Author: Cemlyn Davies
EU citizens eligible to stay in the UK post-Brexit are at risk of “slipping through the net” and being deported, a group of Senedd members have warned.
They said the pandemic had made it more difficult for migrants to access support with their applications to remain.
One campaigner warned of a “Windrush-plus” scenario in the future.
The Welsh Government said it was “committed to supporting” the thousands of people affected.
Immigration Minister Kevin Foster said where people eligible for the scheme have reasonable grounds to miss the deadline they will be given further opportunity to apply.
EU citizens have until 30 June to submit their applications for EU settled status .
Ahead of the deadline, the Senedd External Affairs Committee has written to Welsh and UK ministers outlining its concerns.
“EU citizens have an important role to play in Wales,” said committee chairman David Rees.
“Under the Brexit agreement they have the right to stay in the UK and the Welsh Government has said it welcomes them.
“While immigration is not devolved, this committee is concerned that the excellent support which was available pre-pandemic is dwindling and that people are at risk of slipping through the net.
“With the deadline for applications approaching in June, we think it is critical the Welsh Government step up its campaign to reach EU citizens and make sure people who don’t necessarily have access to digital resources such as the internet are given the time they need to submit their application.”
Wiard Sterk is part of the3million organisation that has campaigned to protect the rights of EU citizens in the UK.
He said even if 70 to 80% of EU citizens in the UK applied for settled status in time, that would still leave “a large number of people unprotected by the rights that they currently enjoy”.
He said the risks had become “severely worse” due to the Covid-19 restrictions making it more difficult for people to access advice.
Mr Sterk also explained that some, often elderly people, have been required to “go to enormous lengths” to have their passports renewed in order to complete their application.
“There’s a great risk of a Windrush-plus,” Mr Sterk warned.
“We have similar circumstances to Windrush cases where people could be found to be undocumented in years to come, whilst they have actually lived all their life in this country or most of their lives.”
The Windrush scandal, which broke in April 2018, saw the UK government apologise for deportation threats made to Commonwealth citizens’ children .

Photo-based referring expression data -
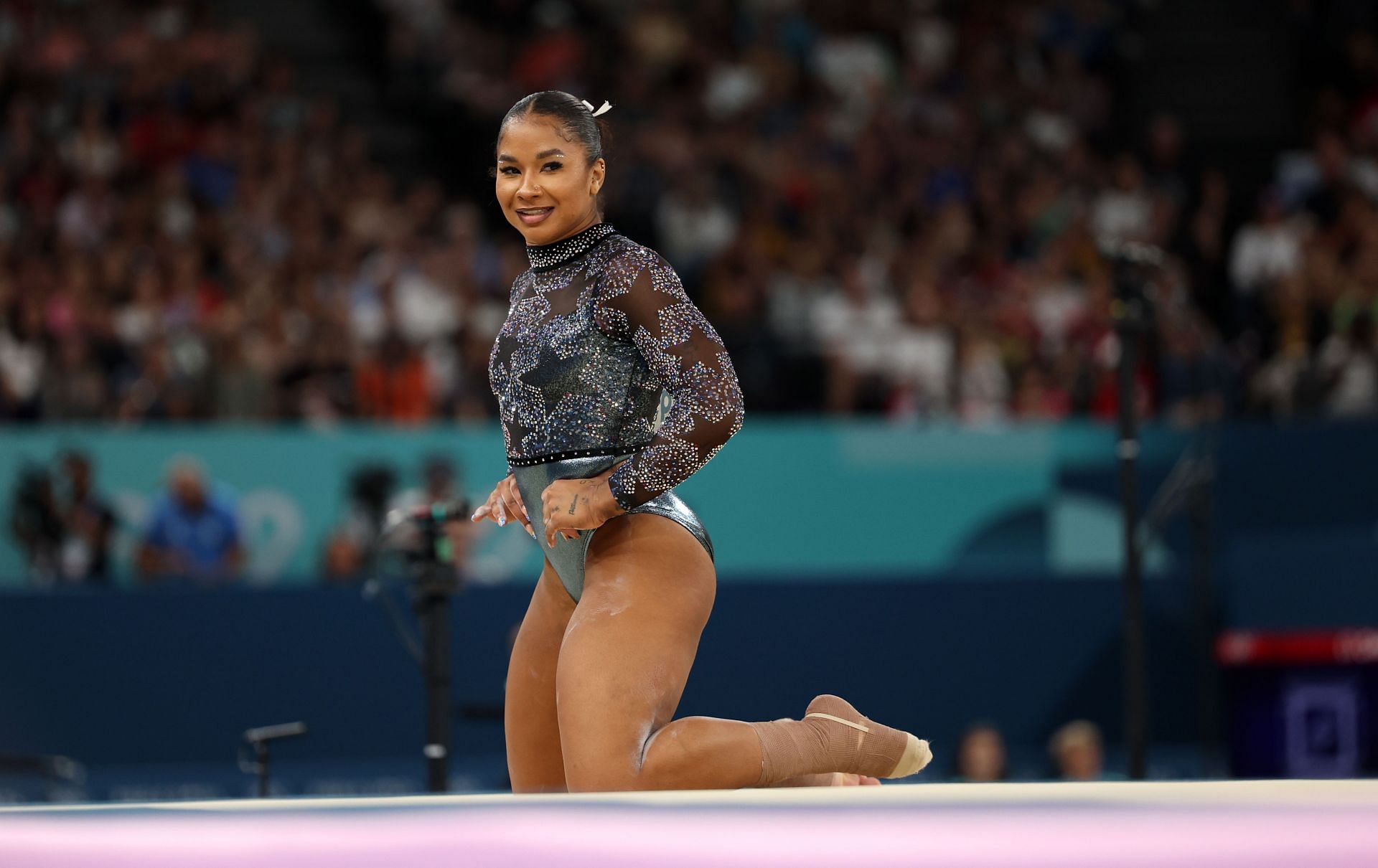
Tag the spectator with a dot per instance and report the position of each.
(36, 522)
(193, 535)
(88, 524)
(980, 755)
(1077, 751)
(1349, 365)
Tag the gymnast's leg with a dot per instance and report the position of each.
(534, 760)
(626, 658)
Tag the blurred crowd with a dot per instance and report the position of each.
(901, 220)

Things to do -
(1) Retype the part of the article on EU citizens' settled status starting at "EU citizens have until" and ending at "it welcomes them.".
(2) In the article on EU citizens' settled status, what is the deadline for EU citizens to submit their applications?
(3) Proceed with the article on EU citizens' settled status, starting after its final sentence.

Exercise results -
(1)
EU citizens have until 30 June to submit their applications for EU settled status .
Ahead of the deadline, the Senedd External Affairs Committee has written to Welsh and UK ministers outlining its concerns.
“EU citizens have an important role to play in Wales,” said committee chairman David Rees.
“Under the Brexit agreement they have the right to stay in the UK and the Welsh Government has said it welcomes them.

(2) 30 June

(3)
Mr Sterk said extending the application deadline would be “very helpful” but it would be better to remove the deadline altogether.
“The best way really is to remove the compulsory nature of this application process and go for a registration process,” Mr Sterk said.
“We should remove that cut-off point for people and that will give them more security in future.”
A Welsh Government spokesman said: “We are fully committed to supporting the thousands of EU, EEA and Swiss citizens, who enrich our communities and contribute to our public services and economic success immeasurably, to apply for settled status.
“That’s why, since July 2019, the Welsh Government has made available a package of free support to help EU citizens apply to the UK government’s settlement scheme, and continue to live and work in Wales after Brexit. We are actively considering what further support we might offer.
“We continue to raise awareness of the need to apply to settled status scheme through regular communications.”
UK Immigration Minister Mr Foster said: “The government has made clear where a person eligible for status under the EU Settlement Scheme has reasonable grounds for missing the deadline, they will be given a further opportunity to apply.
“As already confirmed, the Home Office intends to publish clear, non-exhaustive guidance in Spring 2021 on what constitutes reasonable grounds for missing the deadline.
“We will take a pragmatic and flexible approach in considering the circumstances of each case, so that those who miss the deadline through no fault of their own can still obtain lawful status in the UK.”